> [Requirement 1] From the abstract on temporal action localization, list every existing action localization method that the text says GCM improves.
> [Requirement 2] In the abstract on temporal action localization, what THUMOS14 result does the approach with GCM achieve, and what state-of-the-art figure is it compared against?
> [Requirement 3] Using the abstract on temporal action localization, explain why the authors consider it a shortcoming that existing methods process each action unit individually.

> [Text shown]

** begin **

Graph Convolutional Module for Temporal Action Localization in Videos

Abstract

Temporal action localization, which requires a machine to recognize the location as well as the category of action instances in videos, has long been researched in computer vision. The main challenge of temporal action localization lies in that videos are usually long and untrimmed with diverse action contents involved. Existing state-of-the-art action localization methods divide each video into multiple action units (i.e., proposals in two-stage methods and segments in one-stage methods) and then perform action recognition/regression on each of them individually, without explicitly exploiting their relations during learning. In this paper, we claim that the relations between action units play an important role in action localization, and a more powerful action detector should not only capture the local content of each action unit but also allow a wider field of view on the context related to it. To this end, we propose a general graph convolutional module (GCM) that can be easily plugged into existing action localization methods, including two-stage and one-stage paradigms. To be specific, we first construct a graph, where each action unit is represented as a node and their relations between two action units as an edge. Here, we use two types of relations, one for capturing the temporal connections between different action units, and the other one for characterizing their semantic relationship. Particularly for the temporal connections in two-stage methods, we further explore two different kinds of edges, one connecting the overlapping action units and the other one connecting surrounding but disjointed units. Upon the graph we built, we then apply graph convolutional networks (GCNs) to model the relations among different action units, which is able to learn more informative representations to enhance action localization. Experimental results show that our GCM consistently improves the performance of existing action localization methods, including two-stage methods (e.g., CBR [15] and R-C3D [47]) and one-stage methods (e.g., D-SSAD [22]), verifying the generality and effectiveness of our GCM. Moreover, with the aid of GCM, our approach significantly outperforms the state-of-the-art on THUMOS14 (50.9 percent versus 42.8 percent). Augmentation experiments on ActivityNet also verify the efficacy of modeling the relationships between action units. The source code and the pre-trained models are available at https://github.com/Alvin-Zeng/GCM.

** end **

> [Supplied records]
** begin **

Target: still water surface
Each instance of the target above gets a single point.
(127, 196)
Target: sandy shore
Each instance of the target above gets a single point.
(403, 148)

** end **

> [Output 1] CBR, R-C3D and D-SSAD

> [Output 2] It achieves 50.9 percent, compared with the state-of-the-art 42.8 percent.

> [Output 3] Existing methods perform recognition or regression on each action unit individually, without explicitly exploiting the relations between units. The authors claim that these relations play an important role in action localization. A more powerful detector should therefore capture the local content of each unit and also allow a wider field of view on the context related to it.